[START]
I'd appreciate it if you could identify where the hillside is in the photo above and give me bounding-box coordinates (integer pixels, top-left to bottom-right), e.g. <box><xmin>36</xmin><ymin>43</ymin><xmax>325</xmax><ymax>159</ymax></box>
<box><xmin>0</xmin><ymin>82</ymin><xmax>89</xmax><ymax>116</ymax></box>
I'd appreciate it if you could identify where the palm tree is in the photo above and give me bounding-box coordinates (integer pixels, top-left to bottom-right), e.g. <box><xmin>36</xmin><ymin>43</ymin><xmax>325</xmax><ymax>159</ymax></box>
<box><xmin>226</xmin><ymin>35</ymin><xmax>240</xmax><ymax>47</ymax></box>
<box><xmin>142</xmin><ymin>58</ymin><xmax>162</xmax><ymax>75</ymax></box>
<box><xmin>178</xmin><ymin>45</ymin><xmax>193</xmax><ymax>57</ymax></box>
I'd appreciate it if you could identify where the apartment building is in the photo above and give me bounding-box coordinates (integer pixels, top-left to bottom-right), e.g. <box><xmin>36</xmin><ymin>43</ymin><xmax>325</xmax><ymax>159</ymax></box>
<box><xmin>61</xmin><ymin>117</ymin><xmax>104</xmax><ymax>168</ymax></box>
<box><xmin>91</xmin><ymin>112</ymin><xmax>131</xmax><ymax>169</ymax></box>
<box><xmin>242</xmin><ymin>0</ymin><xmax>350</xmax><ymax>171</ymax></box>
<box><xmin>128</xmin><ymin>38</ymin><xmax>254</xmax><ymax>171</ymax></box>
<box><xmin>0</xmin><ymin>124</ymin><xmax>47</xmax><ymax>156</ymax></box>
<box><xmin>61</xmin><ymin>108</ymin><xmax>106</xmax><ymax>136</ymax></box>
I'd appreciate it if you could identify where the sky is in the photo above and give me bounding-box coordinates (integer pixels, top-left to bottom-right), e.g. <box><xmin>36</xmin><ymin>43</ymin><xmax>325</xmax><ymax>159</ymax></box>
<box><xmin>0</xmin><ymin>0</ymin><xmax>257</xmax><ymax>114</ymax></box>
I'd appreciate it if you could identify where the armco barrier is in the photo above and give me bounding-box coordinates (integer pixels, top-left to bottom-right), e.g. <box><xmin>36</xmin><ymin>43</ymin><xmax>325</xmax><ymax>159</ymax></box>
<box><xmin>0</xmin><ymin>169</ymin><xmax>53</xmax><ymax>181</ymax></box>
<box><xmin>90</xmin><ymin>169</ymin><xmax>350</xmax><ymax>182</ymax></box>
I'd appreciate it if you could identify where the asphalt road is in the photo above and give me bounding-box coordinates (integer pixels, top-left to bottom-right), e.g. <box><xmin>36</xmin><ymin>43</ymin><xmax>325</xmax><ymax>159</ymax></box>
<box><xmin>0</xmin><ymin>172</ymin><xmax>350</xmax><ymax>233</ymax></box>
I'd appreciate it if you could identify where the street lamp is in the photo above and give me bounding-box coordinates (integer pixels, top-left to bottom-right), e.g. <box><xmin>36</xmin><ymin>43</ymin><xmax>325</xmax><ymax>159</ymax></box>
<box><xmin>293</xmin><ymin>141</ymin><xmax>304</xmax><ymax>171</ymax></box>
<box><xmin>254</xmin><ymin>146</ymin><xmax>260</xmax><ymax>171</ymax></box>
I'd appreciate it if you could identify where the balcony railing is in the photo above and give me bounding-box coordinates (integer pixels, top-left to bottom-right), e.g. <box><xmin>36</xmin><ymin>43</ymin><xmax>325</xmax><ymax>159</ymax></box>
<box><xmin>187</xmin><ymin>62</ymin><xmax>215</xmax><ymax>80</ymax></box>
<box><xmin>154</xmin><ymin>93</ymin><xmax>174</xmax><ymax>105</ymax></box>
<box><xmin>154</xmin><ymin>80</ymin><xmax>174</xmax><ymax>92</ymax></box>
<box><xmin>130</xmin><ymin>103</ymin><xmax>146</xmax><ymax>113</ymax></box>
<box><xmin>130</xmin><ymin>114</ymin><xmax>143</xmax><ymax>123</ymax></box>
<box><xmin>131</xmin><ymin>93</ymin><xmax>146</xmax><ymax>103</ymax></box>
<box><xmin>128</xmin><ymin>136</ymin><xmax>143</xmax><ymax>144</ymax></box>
[END]
Your goal: Change every "I'd appreciate it if you could identify" in the listing above to "Please identify" and leave all other text unchanged.

Task answer:
Please identify where the hillside is in the photo above and give me bounding-box coordinates (integer pixels, top-left to bottom-right), e.g. <box><xmin>36</xmin><ymin>43</ymin><xmax>325</xmax><ymax>159</ymax></box>
<box><xmin>0</xmin><ymin>82</ymin><xmax>89</xmax><ymax>116</ymax></box>
Please identify where the palm tree is in the photo above and give me bounding-box coordinates (integer pixels, top-left to bottom-right), e.g. <box><xmin>36</xmin><ymin>43</ymin><xmax>325</xmax><ymax>159</ymax></box>
<box><xmin>226</xmin><ymin>35</ymin><xmax>240</xmax><ymax>47</ymax></box>
<box><xmin>142</xmin><ymin>58</ymin><xmax>162</xmax><ymax>75</ymax></box>
<box><xmin>178</xmin><ymin>45</ymin><xmax>193</xmax><ymax>57</ymax></box>
Please identify where the apartment building is in the photo above and give me bounding-box coordinates (integer pixels, top-left to bottom-right), e.g. <box><xmin>36</xmin><ymin>43</ymin><xmax>325</xmax><ymax>159</ymax></box>
<box><xmin>61</xmin><ymin>117</ymin><xmax>104</xmax><ymax>168</ymax></box>
<box><xmin>91</xmin><ymin>112</ymin><xmax>131</xmax><ymax>169</ymax></box>
<box><xmin>242</xmin><ymin>0</ymin><xmax>350</xmax><ymax>171</ymax></box>
<box><xmin>128</xmin><ymin>38</ymin><xmax>254</xmax><ymax>171</ymax></box>
<box><xmin>0</xmin><ymin>124</ymin><xmax>47</xmax><ymax>156</ymax></box>
<box><xmin>61</xmin><ymin>108</ymin><xmax>106</xmax><ymax>136</ymax></box>
Please identify where the sky is in the photo above and give me bounding-box coordinates (integer pixels, top-left to bottom-right), e.g. <box><xmin>36</xmin><ymin>43</ymin><xmax>325</xmax><ymax>159</ymax></box>
<box><xmin>0</xmin><ymin>0</ymin><xmax>257</xmax><ymax>114</ymax></box>
Please identify where the armco barrier is in the photo above and give me bounding-box coordinates (integer pixels, top-left to bottom-right), e.g. <box><xmin>36</xmin><ymin>43</ymin><xmax>325</xmax><ymax>159</ymax></box>
<box><xmin>0</xmin><ymin>169</ymin><xmax>53</xmax><ymax>181</ymax></box>
<box><xmin>90</xmin><ymin>169</ymin><xmax>350</xmax><ymax>182</ymax></box>
Please identify where the asphalt road is in the photo above and give me bounding-box coordinates (integer pixels, top-left to bottom-right), e.g. <box><xmin>36</xmin><ymin>43</ymin><xmax>325</xmax><ymax>159</ymax></box>
<box><xmin>0</xmin><ymin>172</ymin><xmax>350</xmax><ymax>233</ymax></box>
Please identify where the street lamp is in the photo above and give me bounding-box coordinates (integer pixels, top-left to bottom-right), e.g. <box><xmin>36</xmin><ymin>43</ymin><xmax>325</xmax><ymax>159</ymax></box>
<box><xmin>293</xmin><ymin>141</ymin><xmax>304</xmax><ymax>171</ymax></box>
<box><xmin>254</xmin><ymin>146</ymin><xmax>260</xmax><ymax>171</ymax></box>
Please identify where the balcony railing is in the photo above and give me bounding-box coordinates (integer pixels, top-left to bottom-right), e.g. <box><xmin>36</xmin><ymin>43</ymin><xmax>325</xmax><ymax>159</ymax></box>
<box><xmin>187</xmin><ymin>62</ymin><xmax>215</xmax><ymax>80</ymax></box>
<box><xmin>154</xmin><ymin>93</ymin><xmax>174</xmax><ymax>105</ymax></box>
<box><xmin>154</xmin><ymin>80</ymin><xmax>174</xmax><ymax>92</ymax></box>
<box><xmin>130</xmin><ymin>103</ymin><xmax>146</xmax><ymax>113</ymax></box>
<box><xmin>130</xmin><ymin>114</ymin><xmax>143</xmax><ymax>123</ymax></box>
<box><xmin>131</xmin><ymin>93</ymin><xmax>146</xmax><ymax>103</ymax></box>
<box><xmin>128</xmin><ymin>136</ymin><xmax>143</xmax><ymax>144</ymax></box>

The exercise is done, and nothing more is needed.